Your assignment:
In the Poestenkill text below, begin at the words "Western Reserve Historical" and stop after "to another applicant.". Reproduce that span with "principal" replaced by "headmaster".

Western Reserve Historical Society
Future president James A. Garfield considered a job as high school principal in Poestenkill in 1856, though lost it to another applicant.
Garfield | Allan Peskin (1978)
Natural and Historical Attractions
“Barberville Falls is a spectacular sight. Above Barberville, the Poesten Kill drains about 35 square miles of the Rensselaer Plateau — an area from Dyken Pond on the north to Taberton on the south. This drainage basin generates a substantial flow of water throughout the year, although the flow is most dramatic in the spring when the snowpack is melting. When it reached the Hudson River at Troy, this same flow of water provided water power for much of that city’s early industrial development.
Below the falls, the stream flows through a gorge as deep as 100 feet and 500-1,000 feet wide. The waterfall itself is about 90 feet high and 50-60 feet wide. The main rock at the falls is Rensselear greywacke; above the falls are beds of Nassau slate and limestone.”
The Nature Conservancy
The Pine Bowl Speedway
“Pine Bowl Speedway opened in 1948 as a 3/10 mile dirt oval. For 1949, paving was planned. Due to problems with the paving machine, only the corners were paved (by hand) for the 1949 season. The track was completely paved for the 1950 season. Racing ended in 1965. A small number of unadvertised races were held in 1966.”
The History of America’s Speedways: Past & Present | Alan E. Brown (2003)

Information shown:
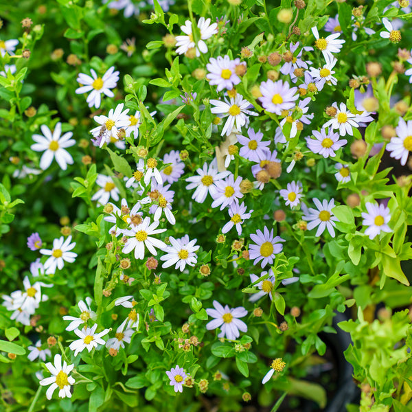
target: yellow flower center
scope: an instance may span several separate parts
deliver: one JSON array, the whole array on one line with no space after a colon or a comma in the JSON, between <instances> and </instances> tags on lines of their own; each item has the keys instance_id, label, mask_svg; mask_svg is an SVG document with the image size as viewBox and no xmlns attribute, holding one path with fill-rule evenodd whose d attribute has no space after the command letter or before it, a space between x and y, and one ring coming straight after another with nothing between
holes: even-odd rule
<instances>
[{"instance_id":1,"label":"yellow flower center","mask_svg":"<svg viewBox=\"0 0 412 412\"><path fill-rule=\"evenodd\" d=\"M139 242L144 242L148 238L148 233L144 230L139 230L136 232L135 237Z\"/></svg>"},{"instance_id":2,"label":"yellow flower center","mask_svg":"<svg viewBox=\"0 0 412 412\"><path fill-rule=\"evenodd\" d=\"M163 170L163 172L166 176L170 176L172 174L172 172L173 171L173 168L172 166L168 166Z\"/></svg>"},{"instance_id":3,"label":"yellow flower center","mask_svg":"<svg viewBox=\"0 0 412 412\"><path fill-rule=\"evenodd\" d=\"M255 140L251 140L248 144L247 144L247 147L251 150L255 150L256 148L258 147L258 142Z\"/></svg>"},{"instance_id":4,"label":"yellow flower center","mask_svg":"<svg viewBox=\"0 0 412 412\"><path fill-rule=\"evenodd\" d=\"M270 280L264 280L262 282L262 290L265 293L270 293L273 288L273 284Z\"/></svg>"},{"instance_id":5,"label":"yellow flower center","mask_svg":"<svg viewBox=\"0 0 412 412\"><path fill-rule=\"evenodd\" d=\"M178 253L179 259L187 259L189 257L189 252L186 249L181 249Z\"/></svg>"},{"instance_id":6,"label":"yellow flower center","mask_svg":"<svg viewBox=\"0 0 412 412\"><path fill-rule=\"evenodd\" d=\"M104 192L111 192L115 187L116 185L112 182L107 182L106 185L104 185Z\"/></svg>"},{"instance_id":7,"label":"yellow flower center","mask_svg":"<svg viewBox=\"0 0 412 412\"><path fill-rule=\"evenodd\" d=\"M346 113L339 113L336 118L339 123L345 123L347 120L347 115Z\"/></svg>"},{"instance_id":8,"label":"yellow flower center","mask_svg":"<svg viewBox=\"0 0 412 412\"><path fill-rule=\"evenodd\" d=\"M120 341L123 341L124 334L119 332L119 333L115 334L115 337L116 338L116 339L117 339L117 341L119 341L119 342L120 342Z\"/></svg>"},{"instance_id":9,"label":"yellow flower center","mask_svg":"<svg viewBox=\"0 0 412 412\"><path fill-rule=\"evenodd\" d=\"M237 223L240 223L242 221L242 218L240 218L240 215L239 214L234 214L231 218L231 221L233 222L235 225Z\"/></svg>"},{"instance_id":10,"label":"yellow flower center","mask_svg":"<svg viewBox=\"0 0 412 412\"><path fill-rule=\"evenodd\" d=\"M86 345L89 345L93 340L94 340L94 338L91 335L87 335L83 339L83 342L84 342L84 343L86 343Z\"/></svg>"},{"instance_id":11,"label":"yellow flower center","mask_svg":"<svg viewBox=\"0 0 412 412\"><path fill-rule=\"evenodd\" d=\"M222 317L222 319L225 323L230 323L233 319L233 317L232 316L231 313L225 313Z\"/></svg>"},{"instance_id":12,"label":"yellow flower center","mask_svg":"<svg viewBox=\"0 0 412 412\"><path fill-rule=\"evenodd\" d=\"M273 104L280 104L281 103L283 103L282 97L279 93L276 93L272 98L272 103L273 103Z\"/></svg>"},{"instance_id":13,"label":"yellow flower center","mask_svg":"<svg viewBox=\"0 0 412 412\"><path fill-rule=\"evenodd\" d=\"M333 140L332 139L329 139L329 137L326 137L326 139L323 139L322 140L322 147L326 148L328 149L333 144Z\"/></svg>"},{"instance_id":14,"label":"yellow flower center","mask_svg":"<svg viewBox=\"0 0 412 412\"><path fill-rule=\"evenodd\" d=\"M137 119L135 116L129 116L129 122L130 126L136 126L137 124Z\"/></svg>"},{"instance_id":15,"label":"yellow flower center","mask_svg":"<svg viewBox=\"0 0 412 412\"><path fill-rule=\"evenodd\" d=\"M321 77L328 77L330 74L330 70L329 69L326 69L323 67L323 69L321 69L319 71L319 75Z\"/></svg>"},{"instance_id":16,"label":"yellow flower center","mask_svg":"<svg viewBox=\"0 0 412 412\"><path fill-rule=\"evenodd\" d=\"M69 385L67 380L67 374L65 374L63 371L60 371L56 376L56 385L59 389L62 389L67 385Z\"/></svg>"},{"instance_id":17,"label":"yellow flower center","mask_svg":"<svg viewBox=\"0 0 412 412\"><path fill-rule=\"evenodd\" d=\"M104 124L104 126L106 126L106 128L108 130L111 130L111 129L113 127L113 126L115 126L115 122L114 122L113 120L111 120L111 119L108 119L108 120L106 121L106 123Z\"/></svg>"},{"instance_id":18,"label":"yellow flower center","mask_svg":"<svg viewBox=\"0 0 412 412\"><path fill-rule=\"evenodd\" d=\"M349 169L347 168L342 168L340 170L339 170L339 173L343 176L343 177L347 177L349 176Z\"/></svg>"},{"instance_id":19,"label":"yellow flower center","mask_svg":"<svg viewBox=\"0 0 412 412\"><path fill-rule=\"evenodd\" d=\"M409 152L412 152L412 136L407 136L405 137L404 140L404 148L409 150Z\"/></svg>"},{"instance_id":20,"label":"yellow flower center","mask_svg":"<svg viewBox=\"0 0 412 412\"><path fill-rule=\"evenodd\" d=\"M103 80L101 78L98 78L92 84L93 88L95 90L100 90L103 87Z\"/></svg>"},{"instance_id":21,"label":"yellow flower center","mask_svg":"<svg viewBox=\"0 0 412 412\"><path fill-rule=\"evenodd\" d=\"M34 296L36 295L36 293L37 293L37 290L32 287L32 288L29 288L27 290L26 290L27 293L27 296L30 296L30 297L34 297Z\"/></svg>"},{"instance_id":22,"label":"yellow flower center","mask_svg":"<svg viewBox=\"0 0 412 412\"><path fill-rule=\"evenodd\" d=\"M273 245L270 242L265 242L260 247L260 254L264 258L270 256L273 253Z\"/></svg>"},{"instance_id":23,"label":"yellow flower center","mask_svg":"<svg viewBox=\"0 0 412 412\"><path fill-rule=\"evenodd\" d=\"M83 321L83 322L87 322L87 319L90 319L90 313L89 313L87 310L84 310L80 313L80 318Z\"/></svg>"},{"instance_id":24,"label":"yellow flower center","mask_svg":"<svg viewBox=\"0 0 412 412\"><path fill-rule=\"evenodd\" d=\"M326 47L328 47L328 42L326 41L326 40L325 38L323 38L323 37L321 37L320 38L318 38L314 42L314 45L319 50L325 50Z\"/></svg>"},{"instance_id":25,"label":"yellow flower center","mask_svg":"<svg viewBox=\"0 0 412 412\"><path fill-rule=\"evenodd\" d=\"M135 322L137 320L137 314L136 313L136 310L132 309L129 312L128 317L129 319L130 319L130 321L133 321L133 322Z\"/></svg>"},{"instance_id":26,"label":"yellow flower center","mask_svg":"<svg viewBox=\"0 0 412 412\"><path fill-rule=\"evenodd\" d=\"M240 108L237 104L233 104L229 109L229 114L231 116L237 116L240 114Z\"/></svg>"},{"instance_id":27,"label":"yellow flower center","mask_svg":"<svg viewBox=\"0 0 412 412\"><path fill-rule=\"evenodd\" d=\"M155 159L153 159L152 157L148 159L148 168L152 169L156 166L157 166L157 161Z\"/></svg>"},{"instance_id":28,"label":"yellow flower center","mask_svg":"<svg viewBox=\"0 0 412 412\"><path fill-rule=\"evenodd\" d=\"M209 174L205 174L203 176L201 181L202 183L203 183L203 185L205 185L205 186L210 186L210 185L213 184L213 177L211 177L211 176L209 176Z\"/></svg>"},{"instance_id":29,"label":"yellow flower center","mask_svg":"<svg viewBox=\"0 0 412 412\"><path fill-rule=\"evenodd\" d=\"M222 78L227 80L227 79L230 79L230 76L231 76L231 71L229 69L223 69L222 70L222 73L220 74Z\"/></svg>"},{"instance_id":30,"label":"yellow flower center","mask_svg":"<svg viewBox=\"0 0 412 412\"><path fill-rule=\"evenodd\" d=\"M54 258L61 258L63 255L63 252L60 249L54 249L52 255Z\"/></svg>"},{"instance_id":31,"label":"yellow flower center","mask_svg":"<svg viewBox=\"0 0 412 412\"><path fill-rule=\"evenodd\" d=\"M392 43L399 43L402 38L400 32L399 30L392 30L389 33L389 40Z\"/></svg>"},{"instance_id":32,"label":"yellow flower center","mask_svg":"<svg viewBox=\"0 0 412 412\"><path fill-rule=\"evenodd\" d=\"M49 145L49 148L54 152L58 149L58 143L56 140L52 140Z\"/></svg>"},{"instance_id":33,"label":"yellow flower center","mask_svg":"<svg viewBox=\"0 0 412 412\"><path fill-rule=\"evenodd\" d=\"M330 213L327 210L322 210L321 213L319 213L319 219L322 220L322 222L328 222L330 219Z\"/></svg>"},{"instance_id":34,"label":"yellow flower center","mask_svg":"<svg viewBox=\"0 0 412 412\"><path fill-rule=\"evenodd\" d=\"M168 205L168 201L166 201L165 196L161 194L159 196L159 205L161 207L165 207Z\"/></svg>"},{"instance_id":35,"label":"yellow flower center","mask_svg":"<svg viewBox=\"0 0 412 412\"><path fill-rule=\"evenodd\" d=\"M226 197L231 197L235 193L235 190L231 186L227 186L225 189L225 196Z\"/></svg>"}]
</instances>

Answer box:
Western Reserve Historical Society
Future president James A. Garfield considered a job as high school headmaster in Poestenkill in 1856, though lost it to another applicant.